▶ _Instructions for the task_: In the blog post, what illness does the writer say they suffered?

▶ _Source text_:
■ ■ ■ ■ ■

Tuesday, September 20, 2011

All right, already!

Whew!! I don't know about you but as I grow older, I am struck with how much this peeling the old onion of our lives takes out of me. I will admit that suffering a lung infection and massive colon dumping as a result of the antibiotics used to treat it could have something to do with the wiped out, over and under feeling that pervaded my being yesterday. But who is to say that I would have had the experience of flashing back and gleaning the fruits of that flashback without the bodily setup? Maybe, for me, it is truly and body, mind and spirit process that I must undergo in order to clear the detritus of grieving away from my hearth in order to start the new fire of my life.
All I can figure is that my illness, the treatment of it and the absolute fatigue of dealing with that and the prospect of moving out of this house into another all came together to exposed the soft underbelly of my vulnerability. God, how I hate being openly vulnerable! It is definitely a life and death feeling for me , fraught with all manner of boogey men from my past. It strikes me that the work that I am called to do, that I actually excel at is being witness to others vulnerability, at times even creating places and space for that precious feeling to unfold. Yet, here I sit with a real handicap when it comes to experiencing it myself. I know intellectually that this is the way of many things human, "Those who can do, those who can't teach!" I think that I am getting better at the whole thing, able to be comforted, learn from and be present with my vulnerability.

vul·ner·a·ble

adjective
1.
capable of or susceptible to being wounded or hurt, as by a weapon: a vulnerable part of the body.

■ ■ ■ ■ ■

▶ _Provided data_:
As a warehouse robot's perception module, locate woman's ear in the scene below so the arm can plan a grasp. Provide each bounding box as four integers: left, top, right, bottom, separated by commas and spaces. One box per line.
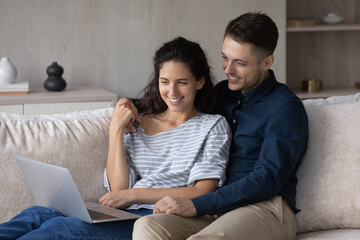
197, 77, 205, 90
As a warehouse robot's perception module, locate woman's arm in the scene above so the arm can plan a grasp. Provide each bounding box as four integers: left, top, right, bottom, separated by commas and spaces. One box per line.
99, 179, 219, 208
106, 99, 140, 191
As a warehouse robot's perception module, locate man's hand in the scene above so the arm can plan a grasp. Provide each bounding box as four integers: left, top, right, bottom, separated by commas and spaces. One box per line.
154, 196, 196, 217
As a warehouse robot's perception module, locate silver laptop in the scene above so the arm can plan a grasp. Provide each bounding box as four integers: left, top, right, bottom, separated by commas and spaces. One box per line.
15, 156, 140, 223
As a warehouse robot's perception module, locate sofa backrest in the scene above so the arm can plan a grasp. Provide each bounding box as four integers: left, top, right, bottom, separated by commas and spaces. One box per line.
296, 93, 360, 232
0, 108, 113, 222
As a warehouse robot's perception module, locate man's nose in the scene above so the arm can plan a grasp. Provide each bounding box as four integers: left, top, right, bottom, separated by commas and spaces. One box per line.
224, 62, 234, 74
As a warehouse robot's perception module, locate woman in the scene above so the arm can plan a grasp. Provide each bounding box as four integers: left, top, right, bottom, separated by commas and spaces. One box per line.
0, 37, 231, 239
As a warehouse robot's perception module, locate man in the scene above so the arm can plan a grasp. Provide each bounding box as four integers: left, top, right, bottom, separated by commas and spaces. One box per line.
133, 13, 308, 240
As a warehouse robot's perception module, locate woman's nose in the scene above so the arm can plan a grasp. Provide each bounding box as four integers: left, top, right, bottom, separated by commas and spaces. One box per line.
224, 62, 234, 74
169, 83, 177, 96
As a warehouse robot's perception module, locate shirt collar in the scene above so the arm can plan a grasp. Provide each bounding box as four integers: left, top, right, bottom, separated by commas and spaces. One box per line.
243, 69, 277, 106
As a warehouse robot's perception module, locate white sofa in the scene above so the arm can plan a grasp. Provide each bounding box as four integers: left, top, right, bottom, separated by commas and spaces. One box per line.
0, 93, 360, 240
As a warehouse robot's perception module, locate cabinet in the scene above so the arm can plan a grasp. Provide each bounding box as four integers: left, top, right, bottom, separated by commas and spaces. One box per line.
286, 0, 360, 99
0, 86, 118, 115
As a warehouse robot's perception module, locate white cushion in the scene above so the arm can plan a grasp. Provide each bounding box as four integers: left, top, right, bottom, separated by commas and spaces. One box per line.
0, 108, 113, 222
296, 94, 360, 232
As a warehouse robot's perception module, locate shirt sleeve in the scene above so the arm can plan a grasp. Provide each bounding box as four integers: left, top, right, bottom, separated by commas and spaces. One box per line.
188, 117, 231, 187
191, 102, 308, 216
103, 134, 137, 192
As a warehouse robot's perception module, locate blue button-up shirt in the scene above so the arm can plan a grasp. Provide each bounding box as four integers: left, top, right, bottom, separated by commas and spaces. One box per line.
192, 70, 309, 216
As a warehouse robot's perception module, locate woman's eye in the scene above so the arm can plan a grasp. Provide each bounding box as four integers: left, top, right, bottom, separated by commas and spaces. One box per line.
221, 55, 228, 61
236, 61, 246, 66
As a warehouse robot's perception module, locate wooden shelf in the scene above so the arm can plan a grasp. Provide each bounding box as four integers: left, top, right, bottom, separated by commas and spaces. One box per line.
286, 23, 360, 32
294, 88, 360, 100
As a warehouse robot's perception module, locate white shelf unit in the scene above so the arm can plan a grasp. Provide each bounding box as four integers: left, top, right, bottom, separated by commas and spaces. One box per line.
286, 0, 360, 99
0, 86, 118, 115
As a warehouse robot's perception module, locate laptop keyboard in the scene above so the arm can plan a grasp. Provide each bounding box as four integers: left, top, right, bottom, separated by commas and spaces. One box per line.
88, 209, 116, 220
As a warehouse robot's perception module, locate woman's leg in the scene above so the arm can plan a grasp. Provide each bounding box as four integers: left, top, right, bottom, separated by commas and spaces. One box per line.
0, 206, 61, 239
19, 210, 152, 240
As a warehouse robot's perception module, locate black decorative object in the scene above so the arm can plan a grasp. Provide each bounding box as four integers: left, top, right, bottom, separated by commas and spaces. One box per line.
44, 62, 66, 92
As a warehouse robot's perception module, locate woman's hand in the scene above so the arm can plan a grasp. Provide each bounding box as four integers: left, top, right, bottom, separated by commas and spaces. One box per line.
99, 189, 134, 209
110, 98, 140, 134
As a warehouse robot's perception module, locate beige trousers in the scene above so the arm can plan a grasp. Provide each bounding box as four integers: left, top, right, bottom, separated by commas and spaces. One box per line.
133, 196, 297, 240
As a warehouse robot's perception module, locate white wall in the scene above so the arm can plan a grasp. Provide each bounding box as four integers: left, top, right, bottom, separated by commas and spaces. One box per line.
0, 0, 286, 96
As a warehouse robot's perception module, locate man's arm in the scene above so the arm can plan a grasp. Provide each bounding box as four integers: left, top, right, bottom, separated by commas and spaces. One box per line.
154, 102, 308, 217
192, 102, 308, 216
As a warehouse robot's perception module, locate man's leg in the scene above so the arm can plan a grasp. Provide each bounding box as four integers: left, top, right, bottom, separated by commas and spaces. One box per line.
188, 196, 297, 240
133, 214, 215, 240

■ ■ ■ ■ ■

▶ _Exercise response_: A lung infection.